DATA EXTRACTS -

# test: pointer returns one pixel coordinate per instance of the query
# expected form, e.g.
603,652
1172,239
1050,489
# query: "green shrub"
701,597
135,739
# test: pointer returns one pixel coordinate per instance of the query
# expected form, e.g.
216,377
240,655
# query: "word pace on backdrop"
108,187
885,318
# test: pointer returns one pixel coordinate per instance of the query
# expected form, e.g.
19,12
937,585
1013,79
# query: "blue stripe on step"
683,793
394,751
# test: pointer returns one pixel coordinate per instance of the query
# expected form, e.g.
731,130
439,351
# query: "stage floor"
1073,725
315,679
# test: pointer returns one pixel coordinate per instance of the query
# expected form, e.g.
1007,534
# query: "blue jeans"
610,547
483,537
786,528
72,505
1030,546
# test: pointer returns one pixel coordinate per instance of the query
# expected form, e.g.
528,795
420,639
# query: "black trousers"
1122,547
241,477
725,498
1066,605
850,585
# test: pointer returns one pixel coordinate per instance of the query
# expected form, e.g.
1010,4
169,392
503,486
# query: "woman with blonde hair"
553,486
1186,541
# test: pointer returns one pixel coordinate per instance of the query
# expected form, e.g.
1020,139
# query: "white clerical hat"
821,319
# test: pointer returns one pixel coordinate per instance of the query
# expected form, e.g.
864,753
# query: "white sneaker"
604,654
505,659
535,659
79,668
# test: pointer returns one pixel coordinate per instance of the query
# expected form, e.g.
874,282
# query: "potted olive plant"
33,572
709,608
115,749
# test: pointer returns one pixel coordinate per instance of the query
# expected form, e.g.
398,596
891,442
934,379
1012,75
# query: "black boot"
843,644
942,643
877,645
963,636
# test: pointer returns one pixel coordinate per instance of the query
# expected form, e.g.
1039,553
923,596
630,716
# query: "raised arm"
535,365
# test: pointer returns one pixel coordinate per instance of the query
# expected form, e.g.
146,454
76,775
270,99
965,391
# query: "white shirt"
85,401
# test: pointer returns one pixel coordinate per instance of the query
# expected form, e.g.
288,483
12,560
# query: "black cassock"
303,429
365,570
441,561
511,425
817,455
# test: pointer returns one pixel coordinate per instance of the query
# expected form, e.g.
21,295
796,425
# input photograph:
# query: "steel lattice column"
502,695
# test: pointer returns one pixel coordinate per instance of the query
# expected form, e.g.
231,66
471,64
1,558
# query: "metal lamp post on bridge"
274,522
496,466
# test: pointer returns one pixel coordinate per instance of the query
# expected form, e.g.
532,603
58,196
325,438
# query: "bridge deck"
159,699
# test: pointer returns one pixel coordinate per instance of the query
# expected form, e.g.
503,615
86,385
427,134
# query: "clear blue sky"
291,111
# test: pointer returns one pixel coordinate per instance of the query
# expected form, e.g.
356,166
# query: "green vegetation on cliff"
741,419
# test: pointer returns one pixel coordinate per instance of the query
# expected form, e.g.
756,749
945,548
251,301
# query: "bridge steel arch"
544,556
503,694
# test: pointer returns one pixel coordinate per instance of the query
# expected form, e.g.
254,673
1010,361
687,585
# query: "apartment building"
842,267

ACTIVITY - Each record, from first to last, should be returned verbatim.

SOLVED EXERCISE -
# test: pointer returns one pixel coordinate per instance of the query
# expected form, e.g.
603,652
1172,239
1050,489
# query: "green shrub"
701,597
135,739
# test: pointer returns one pixel coordinate per instance of the query
# expected form, e.g.
216,377
240,655
# query: "word pace on backdrop"
108,187
885,318
# test: pointer returns one pixel coordinate per instance of the query
# expected form, e.g.
19,12
937,585
1013,79
# query: "blue stripe on step"
683,793
394,751
# test: pointer returns one pixel coordinate per instance of the query
# expected form, e.g.
731,130
439,351
# query: "stage floor"
1073,725
315,679
# test: pointer returns one pixel coordinate per instance of the query
# expected form, e.g.
1007,534
# query: "blue jeans"
610,547
483,537
786,528
72,505
1030,546
# test: pointer returns one pixel coordinate per instance of the query
# expected form, e.g.
528,795
420,639
# query: "black trousers"
1122,547
241,477
725,498
1066,605
850,585
# test: pointer returns one pixel coordinate per instance of the query
# expected form, e.g.
1010,4
169,392
503,486
# query: "woman with blonde hair"
553,486
1186,541
# test: pointer returns one pixel coordinate per instance of the query
# expected form, e.g.
1020,139
# query: "white clerical hat"
821,319
# test: pointer returns one pixel coordinate per instance of the query
# expected form, e.g.
864,753
# query: "white sneaker"
604,654
505,659
535,659
79,668
# test: pointer returns one pixel coordinate per instance of the query
# expected form, e.g.
874,282
# query: "potted olive plant"
33,572
709,608
115,749
# test: pointer returns one pixel coordinate per instance of the query
# expected form, e.g.
398,596
891,442
934,379
1012,75
# query: "black boot"
843,644
942,643
877,645
963,636
# test: pointer returns one pixel coordinate per instance of the query
# expected form, e.g.
1039,553
923,596
630,716
# query: "raised arm"
535,365
# test: pointer returns one pixel coordinate per instance of the query
# expected form, e.g.
146,454
76,775
270,99
965,391
# query: "white shirt"
85,401
# test: pointer returns one pixel coordinate per instance of the query
# expected form, e.g.
288,483
12,560
# query: "black cassock"
303,429
365,570
441,561
511,425
817,455
# test: pointer returns one pixel coordinate per instance of the query
# expected form, e.g.
21,295
796,425
# input photograph:
# query: "steel lattice column"
502,695
# test: pointer returns one pixel coordinate per instance of the query
# expected form, e.g.
231,66
471,64
1,558
# query: "metal lamp post on bridge"
274,522
496,466
# test: pointer returns one pixel coordinate per instance of the query
# expected form, e.g.
532,603
58,196
325,438
# query: "bridge deck"
159,699
# test: pointer returns one pixel coordinate per instance of the query
# expected form, e.g.
503,615
86,385
427,134
# query: "clear blue sky"
291,111
# test: pointer returns one pixel coordinate per instance of the query
# expected form, e.g.
356,166
# query: "green vegetation on cliff"
741,419
# test: pointer returns one pixel coordinate per instance of the query
# expected form, e.g.
756,749
945,548
251,301
# query: "bridge steel arch"
544,556
503,694
# test: pointer returns one pixel coordinate per instance of the query
# expected form, e.g.
254,673
1010,361
687,585
# query: "apartment building"
842,267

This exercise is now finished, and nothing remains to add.